(RECORDS SHOWN)
━━━━━━━━━━━━━━━━━━━━

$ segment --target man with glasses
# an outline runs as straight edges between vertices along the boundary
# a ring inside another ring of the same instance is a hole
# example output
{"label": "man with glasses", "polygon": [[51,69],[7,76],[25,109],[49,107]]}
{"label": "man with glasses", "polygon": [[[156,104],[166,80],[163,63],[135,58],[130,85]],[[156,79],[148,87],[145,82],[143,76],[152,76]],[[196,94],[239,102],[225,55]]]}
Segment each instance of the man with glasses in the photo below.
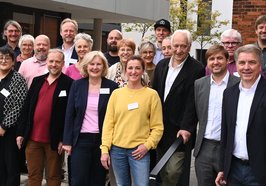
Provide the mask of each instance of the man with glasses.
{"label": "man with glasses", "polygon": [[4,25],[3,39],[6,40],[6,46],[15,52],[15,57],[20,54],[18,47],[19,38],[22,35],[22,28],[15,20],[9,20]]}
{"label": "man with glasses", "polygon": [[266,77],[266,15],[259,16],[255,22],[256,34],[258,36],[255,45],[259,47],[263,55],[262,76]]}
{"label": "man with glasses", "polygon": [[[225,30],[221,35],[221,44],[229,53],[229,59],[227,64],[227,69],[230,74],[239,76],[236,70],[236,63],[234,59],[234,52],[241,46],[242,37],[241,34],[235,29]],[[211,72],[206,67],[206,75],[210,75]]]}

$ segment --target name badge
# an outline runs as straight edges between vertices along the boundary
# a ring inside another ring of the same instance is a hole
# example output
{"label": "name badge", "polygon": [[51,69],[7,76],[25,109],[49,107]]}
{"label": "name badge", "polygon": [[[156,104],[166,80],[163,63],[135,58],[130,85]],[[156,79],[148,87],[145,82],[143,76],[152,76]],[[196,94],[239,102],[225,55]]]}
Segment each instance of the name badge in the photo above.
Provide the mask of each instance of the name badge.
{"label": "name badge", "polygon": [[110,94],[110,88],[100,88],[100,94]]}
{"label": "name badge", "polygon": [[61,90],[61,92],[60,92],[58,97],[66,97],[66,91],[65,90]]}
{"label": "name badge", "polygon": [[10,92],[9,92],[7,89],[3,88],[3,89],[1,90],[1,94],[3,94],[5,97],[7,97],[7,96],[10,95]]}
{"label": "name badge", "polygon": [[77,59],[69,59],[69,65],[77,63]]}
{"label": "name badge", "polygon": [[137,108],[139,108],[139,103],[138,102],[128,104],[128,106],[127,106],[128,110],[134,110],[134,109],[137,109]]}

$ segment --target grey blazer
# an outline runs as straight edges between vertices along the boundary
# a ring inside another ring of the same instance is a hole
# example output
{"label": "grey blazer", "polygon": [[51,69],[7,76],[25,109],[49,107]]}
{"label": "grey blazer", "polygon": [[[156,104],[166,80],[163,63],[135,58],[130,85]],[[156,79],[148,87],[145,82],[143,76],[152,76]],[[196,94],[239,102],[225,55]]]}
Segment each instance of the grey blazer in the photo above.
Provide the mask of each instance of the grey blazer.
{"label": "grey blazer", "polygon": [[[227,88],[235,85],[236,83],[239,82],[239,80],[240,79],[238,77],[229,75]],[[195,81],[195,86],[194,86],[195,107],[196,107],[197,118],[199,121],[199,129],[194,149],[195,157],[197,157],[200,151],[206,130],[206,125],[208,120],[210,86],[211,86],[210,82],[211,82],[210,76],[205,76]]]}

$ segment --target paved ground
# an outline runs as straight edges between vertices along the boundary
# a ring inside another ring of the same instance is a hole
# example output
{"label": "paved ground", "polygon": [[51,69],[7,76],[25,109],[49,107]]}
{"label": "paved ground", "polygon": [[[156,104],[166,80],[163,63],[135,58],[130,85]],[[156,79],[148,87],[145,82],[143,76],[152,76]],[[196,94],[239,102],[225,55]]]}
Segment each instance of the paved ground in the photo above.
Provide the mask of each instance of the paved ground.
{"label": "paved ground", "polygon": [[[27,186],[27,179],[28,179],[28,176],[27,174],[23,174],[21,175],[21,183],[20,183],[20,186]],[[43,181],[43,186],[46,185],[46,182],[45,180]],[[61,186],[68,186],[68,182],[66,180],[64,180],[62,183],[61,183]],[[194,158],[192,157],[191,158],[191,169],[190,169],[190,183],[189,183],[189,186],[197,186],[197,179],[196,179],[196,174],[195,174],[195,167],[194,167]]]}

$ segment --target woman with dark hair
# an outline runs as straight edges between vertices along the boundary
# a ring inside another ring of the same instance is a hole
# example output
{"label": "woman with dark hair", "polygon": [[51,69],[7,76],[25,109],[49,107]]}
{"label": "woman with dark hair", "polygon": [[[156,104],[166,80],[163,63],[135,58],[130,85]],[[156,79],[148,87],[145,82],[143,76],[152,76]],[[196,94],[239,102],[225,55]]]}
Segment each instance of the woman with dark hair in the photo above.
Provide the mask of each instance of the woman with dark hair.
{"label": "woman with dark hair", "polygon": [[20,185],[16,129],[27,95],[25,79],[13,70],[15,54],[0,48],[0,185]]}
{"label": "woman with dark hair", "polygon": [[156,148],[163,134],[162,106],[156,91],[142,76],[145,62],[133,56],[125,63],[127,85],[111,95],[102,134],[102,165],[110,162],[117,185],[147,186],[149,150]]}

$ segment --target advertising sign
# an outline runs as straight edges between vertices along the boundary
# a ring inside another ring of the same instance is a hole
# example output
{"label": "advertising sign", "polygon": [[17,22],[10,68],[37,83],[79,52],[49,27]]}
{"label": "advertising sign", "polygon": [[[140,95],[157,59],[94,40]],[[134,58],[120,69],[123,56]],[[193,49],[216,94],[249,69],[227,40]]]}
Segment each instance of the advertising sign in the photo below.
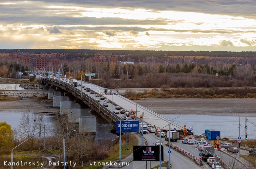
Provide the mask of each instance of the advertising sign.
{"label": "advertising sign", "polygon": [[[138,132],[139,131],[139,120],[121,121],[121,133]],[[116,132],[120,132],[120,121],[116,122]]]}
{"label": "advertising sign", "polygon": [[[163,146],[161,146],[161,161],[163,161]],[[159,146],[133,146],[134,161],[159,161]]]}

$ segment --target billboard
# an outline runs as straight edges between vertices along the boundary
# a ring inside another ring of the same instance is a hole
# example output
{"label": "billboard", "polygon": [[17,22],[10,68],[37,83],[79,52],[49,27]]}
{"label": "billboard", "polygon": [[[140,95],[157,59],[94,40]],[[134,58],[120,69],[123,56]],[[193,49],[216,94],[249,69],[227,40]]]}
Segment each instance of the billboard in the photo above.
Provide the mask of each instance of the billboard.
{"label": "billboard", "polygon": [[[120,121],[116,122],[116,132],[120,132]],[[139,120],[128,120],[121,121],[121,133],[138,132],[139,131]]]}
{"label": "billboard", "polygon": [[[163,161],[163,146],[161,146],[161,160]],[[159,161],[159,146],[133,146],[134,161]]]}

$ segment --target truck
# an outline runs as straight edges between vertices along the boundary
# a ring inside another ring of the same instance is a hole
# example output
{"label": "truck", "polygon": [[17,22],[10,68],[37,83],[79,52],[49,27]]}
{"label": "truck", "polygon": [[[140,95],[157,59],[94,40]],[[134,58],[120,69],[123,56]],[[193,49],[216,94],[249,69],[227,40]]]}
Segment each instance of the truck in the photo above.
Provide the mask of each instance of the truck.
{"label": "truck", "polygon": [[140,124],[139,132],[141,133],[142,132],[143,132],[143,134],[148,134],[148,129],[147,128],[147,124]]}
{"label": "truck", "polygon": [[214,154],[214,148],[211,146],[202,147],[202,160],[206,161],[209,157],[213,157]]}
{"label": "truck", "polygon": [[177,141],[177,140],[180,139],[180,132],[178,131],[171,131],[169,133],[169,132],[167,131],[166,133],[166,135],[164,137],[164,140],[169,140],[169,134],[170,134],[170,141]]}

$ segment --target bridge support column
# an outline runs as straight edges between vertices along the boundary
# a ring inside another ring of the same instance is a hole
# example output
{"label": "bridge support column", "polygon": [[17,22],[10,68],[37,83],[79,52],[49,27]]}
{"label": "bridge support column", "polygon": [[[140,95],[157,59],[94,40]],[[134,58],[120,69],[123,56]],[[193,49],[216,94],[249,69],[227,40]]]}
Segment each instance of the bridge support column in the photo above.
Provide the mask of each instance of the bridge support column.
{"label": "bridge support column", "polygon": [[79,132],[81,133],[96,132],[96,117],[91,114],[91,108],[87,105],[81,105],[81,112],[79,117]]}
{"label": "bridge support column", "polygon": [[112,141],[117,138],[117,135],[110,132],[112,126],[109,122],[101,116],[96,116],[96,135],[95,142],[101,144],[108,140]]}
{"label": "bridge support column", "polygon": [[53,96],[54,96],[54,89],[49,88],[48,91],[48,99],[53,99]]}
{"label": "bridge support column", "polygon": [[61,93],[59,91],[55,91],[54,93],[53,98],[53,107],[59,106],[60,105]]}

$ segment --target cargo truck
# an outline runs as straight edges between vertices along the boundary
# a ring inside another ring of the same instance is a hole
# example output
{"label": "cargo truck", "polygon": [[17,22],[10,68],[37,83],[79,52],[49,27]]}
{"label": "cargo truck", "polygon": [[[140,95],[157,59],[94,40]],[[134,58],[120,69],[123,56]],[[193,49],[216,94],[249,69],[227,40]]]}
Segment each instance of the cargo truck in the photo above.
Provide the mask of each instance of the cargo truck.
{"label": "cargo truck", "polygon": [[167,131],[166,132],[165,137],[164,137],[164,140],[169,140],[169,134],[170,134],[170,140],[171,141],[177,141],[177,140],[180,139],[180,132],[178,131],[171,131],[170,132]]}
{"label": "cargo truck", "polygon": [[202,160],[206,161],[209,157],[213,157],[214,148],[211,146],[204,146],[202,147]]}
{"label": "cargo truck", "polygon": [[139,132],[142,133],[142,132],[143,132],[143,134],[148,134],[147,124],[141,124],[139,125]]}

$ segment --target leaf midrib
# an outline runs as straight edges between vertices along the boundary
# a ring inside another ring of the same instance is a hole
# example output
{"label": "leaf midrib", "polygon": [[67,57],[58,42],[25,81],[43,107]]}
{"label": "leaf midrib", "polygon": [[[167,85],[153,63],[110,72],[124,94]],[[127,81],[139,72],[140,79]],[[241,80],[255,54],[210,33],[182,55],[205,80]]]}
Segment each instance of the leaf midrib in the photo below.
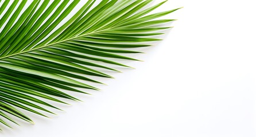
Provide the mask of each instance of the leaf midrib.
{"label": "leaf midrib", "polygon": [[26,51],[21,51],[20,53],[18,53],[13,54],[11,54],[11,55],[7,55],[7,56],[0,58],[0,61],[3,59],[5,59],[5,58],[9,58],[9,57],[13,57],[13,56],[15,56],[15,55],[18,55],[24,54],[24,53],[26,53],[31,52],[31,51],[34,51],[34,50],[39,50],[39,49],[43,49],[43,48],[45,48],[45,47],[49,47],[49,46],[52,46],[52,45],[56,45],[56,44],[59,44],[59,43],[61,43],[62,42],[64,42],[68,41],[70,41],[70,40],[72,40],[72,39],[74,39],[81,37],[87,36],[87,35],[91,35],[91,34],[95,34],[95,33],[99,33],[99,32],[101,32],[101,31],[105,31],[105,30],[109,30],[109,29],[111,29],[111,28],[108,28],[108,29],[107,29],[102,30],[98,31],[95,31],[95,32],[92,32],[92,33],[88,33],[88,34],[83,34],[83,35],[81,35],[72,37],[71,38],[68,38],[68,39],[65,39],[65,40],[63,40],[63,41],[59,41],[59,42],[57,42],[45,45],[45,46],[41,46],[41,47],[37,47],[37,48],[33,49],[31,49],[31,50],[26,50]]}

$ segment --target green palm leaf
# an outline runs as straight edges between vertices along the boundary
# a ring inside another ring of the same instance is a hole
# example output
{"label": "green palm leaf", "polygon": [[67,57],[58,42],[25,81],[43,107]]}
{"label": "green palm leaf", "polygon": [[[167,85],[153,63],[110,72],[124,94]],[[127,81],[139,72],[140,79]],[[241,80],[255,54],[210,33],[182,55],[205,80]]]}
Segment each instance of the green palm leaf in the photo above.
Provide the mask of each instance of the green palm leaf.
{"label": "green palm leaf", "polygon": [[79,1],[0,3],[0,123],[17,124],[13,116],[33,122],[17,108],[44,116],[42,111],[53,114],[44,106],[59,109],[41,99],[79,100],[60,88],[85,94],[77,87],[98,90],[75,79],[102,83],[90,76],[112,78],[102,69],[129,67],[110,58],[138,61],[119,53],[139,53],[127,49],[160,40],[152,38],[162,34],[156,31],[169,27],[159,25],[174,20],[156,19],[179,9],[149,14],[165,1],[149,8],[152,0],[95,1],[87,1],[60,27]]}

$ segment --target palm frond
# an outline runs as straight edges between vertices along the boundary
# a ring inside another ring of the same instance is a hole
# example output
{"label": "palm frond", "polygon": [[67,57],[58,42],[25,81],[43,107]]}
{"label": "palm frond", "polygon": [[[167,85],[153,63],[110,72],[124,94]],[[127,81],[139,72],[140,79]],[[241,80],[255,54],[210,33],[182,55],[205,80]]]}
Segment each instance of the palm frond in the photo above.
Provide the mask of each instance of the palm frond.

━━━━━━━━━━━━━━━━━━━━

(AIM) Copy out the lines word for word, starting with the line containing "--target palm frond" and continuing through the last line.

(OUTPUT BELOW)
$ segment --target palm frond
# an outline runs as straight edges between vertices along the boundary
# a ring inside another ring of the same instance is a hole
# example output
{"label": "palm frond", "polygon": [[67,57],[58,42],[25,81],[43,107]]}
{"label": "palm frond", "polygon": [[[167,85],[153,63],[110,72],[124,94]],[[127,81],[139,72],[140,79]],[[241,80],[255,54],[210,33],[182,55],[205,80]]]}
Segment each instance of the palm frond in the photo above.
Provide the mask of each instance of the palm frond.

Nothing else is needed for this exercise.